Entries taken from a collection
###

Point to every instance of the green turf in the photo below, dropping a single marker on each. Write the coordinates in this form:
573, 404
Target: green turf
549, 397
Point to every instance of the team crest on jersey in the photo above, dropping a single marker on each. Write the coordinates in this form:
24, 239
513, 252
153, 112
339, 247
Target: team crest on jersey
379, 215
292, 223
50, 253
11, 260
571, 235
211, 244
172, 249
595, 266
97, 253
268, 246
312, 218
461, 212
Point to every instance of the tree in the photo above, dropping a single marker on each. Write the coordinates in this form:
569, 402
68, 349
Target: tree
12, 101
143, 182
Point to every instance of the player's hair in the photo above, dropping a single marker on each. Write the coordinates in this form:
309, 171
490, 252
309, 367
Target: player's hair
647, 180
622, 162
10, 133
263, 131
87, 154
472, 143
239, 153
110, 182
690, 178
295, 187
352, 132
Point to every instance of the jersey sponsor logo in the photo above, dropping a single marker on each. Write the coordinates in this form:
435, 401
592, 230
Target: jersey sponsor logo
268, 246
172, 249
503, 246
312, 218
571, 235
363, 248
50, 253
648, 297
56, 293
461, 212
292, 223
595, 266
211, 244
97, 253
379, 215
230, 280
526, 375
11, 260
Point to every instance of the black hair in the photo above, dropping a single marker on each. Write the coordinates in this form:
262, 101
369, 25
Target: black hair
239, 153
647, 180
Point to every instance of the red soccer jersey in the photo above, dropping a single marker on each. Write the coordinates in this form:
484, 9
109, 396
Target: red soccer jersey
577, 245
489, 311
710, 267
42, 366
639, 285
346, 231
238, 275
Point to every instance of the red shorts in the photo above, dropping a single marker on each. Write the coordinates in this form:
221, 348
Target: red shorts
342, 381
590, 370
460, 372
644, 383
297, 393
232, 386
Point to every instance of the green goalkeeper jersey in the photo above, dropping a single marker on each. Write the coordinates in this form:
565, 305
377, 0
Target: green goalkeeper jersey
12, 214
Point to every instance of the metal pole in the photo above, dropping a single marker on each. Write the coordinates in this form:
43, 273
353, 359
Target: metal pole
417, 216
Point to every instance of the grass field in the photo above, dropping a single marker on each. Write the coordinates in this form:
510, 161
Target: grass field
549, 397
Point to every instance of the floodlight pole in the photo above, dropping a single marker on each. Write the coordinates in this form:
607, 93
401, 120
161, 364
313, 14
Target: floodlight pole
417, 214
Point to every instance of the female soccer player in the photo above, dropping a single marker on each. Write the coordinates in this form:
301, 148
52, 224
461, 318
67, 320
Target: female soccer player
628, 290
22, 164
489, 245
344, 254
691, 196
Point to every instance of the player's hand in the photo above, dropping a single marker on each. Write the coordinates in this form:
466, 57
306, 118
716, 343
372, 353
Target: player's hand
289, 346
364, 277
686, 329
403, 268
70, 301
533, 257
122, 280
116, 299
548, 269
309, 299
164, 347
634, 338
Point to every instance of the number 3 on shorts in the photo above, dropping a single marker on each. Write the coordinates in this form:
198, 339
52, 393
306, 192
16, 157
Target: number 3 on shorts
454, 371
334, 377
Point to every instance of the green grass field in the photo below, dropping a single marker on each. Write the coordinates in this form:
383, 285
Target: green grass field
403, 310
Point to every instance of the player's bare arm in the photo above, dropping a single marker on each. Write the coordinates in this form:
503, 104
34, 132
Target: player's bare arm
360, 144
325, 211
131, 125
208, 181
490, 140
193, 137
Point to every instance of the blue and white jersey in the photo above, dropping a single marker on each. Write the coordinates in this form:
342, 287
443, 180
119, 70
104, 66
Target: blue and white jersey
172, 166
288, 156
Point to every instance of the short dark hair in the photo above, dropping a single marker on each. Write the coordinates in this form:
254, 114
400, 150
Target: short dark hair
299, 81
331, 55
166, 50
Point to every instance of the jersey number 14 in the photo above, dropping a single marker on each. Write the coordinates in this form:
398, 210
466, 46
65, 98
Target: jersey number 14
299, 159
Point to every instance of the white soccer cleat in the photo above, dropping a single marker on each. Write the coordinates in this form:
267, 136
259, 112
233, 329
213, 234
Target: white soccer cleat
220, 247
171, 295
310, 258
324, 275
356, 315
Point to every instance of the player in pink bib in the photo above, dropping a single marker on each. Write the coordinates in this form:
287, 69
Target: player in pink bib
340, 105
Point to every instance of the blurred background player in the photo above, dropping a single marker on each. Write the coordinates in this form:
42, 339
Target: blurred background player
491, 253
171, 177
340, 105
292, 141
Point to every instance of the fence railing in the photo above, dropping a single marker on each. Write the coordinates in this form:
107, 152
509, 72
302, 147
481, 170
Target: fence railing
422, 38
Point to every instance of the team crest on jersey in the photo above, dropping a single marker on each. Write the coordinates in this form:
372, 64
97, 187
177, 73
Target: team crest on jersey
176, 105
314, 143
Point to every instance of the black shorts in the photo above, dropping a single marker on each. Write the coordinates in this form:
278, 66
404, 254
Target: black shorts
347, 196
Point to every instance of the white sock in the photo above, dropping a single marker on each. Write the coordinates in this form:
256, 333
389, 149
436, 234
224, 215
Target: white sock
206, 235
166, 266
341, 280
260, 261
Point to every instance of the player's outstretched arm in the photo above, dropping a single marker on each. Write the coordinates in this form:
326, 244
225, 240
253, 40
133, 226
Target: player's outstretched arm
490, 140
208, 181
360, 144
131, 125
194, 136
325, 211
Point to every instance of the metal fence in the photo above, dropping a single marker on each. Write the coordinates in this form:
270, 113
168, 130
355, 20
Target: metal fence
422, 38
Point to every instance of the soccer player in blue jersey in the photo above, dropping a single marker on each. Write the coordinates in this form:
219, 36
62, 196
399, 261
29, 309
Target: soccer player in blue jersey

###

The problem
The records above should be duplicated in full, exactly as given.

Exercise response
Point to every instance of the green turf in the photo below, dropping a single marker on each. Write the coordinates in this form:
573, 404
Target: green turf
549, 397
Point to every instance of the team crest on jersey in the photo above, dropping a single marker on each. Write the coordinates in this form:
24, 239
513, 252
153, 112
339, 247
Target: team crest on jersey
379, 215
292, 223
50, 253
11, 260
571, 235
211, 244
172, 249
595, 266
97, 253
268, 246
312, 218
461, 212
Point to every instance of the tree in the photo above, dropping a single marker on each. Write the coordinates in this form:
569, 402
68, 349
Target: tree
12, 101
143, 182
Point to every instance of the player's hair in the photo above, dropping a single marker on each. Write the coordinates in this form:
309, 171
490, 252
309, 367
Target: player's hair
647, 180
622, 162
10, 133
263, 131
87, 154
472, 143
239, 153
110, 182
690, 178
295, 187
352, 132
Point to every instance of the jersey sponsor logo in the photo above, dropping a single marker on each. Write the coordinates in this form:
435, 401
592, 230
Target: jersey sponsor logo
268, 246
172, 249
503, 246
312, 218
571, 235
363, 248
50, 253
648, 297
56, 293
461, 212
292, 223
595, 266
211, 244
97, 253
379, 215
230, 280
526, 375
11, 260
Point to every instance of the black hair in the photo above, dropping a single marker on each. Write the coordinates in this form:
262, 101
369, 25
Target: black hair
239, 153
647, 180
Point to every instance of the red soccer jersey in the photo above, dropping a single marker on each. Write the coordinates in this form:
484, 9
109, 396
Target: red soccer jersey
577, 245
489, 311
710, 267
42, 366
639, 285
346, 231
238, 275
Point to every instance of the red shorts in the photo above, dropping a single marker on each. Write the coordinates in this form:
221, 348
Target: red shorts
342, 381
590, 370
460, 372
644, 383
297, 393
232, 386
Point to every instance of the green goalkeeper jersey in the photo above, dropping a single marker on each. Write the coordinates in this form:
565, 305
377, 0
Target: green goalkeeper jersey
12, 214
Point to every instance of the metal pole in the photo above, dropping a single marker on each. Write the coordinates in this form:
43, 273
353, 359
Target: metal pole
417, 216
Point to every instance of the grass field in the photo above, dropping a single marker on each. Write the coordinates in this form:
510, 161
Target: grass field
549, 397
Point to every instance of the floodlight pole in the photo above, dropping a single marker on each. Write the coordinates in this form:
607, 93
401, 120
161, 364
313, 14
Target: floodlight pole
417, 214
Point to every instance of the female soccer player in the photo above, dropping a single marker on each. Write the coordinates in this form:
301, 148
52, 224
461, 318
67, 320
Target: female soccer player
628, 290
22, 164
489, 245
344, 254
691, 196
Point to every instance of the player's hand in the photo above, dropping a single marker on each. Write the coordinates in this form:
466, 57
306, 118
716, 343
372, 353
Target: player's hand
289, 346
364, 277
686, 329
403, 268
70, 301
533, 257
122, 280
116, 299
548, 269
309, 299
164, 347
634, 338
Point to every instance of the number 3 on shorts in the photo above, dropping a single marker on each. Write the coordinates in this form:
198, 339
52, 393
306, 192
16, 157
Target: number 3 on shorts
454, 371
334, 377
Point to every instance of the green grass field in the photo below, dropping a single marker on each. Write the coordinates in this form:
383, 285
Target: green grass field
403, 310
Point to every instance of the player's bare arm in the photo above, dropping a single marker on each. Write the coordinates in this form:
503, 104
34, 132
Target: player's bare arm
360, 144
325, 211
131, 125
208, 181
490, 140
193, 137
Point to every instance of the blue and white jersey in the photo above, dropping a single marker on each. Write the coordinates in this form:
342, 287
443, 180
119, 70
104, 66
Target: blue and white jersey
172, 166
288, 156
Point to every instance of the short dark hair in the photo above, dropping a single marker on each. Write the coordinates in this form:
254, 114
400, 150
Target: short dark hair
299, 81
331, 55
166, 50
Point to every instance of the jersey number 14 in the photo above, dropping a single marker on each. Write the coordinates in this form:
398, 210
466, 46
65, 98
Target: jersey number 14
299, 159
Point to every instance of the white soccer cleat in the photo above, dropping a single marker on each. Write the coordinates in this form:
267, 136
259, 112
233, 329
213, 234
Target: white soccer cleat
220, 247
171, 295
310, 258
324, 275
356, 315
Point to every instance of the player in pink bib in the photo above, dropping a single marker on each. Write the coordinates in this form:
287, 69
Target: player in pink bib
340, 105
Point to every instance of the blurred background player in the photo above, dropping a single marker on each. Write the coordinates in this form:
42, 339
Target: blurred background player
491, 253
171, 177
340, 105
292, 141
Point to every instance of the fence railing in the photo above, dropping a single marker on each. Write the coordinates in this form:
107, 152
509, 72
302, 147
481, 170
Target: fence railing
422, 38
Point to every instance of the team crest on jersey in the photo above, dropping a single marker on each. Write the coordinates in this form:
372, 64
97, 187
177, 73
Target: team crest on jersey
176, 105
314, 143
Point to every instance of the black shorts in the photo above, dropping a single marker on each. Write the coordinates in this form:
278, 66
404, 254
Target: black shorts
347, 196
Point to every instance of the white sock in the photo above, dropping a single marker on each. Write the coordinates in this form:
256, 333
389, 149
436, 234
224, 215
Target: white sock
206, 235
166, 266
341, 280
260, 261
Point to every instance of the player's outstretched arm in the photo above, dropping a single marker on each. Write the coordinates in this form:
326, 244
225, 240
253, 40
133, 226
Target: player's outstretched arm
490, 140
208, 181
360, 144
131, 125
194, 136
325, 211
Point to every instance of the metal fence in the photo above, dropping a single marker on each. Write the coordinates in this form:
270, 113
168, 130
355, 20
Target: metal fence
422, 38
Point to every instance of the soccer player in blue jersey in the photo above, dropping a single marker on each. Write the coordinates in this form:
219, 36
62, 196
399, 261
29, 309
Target: soccer player in blue jersey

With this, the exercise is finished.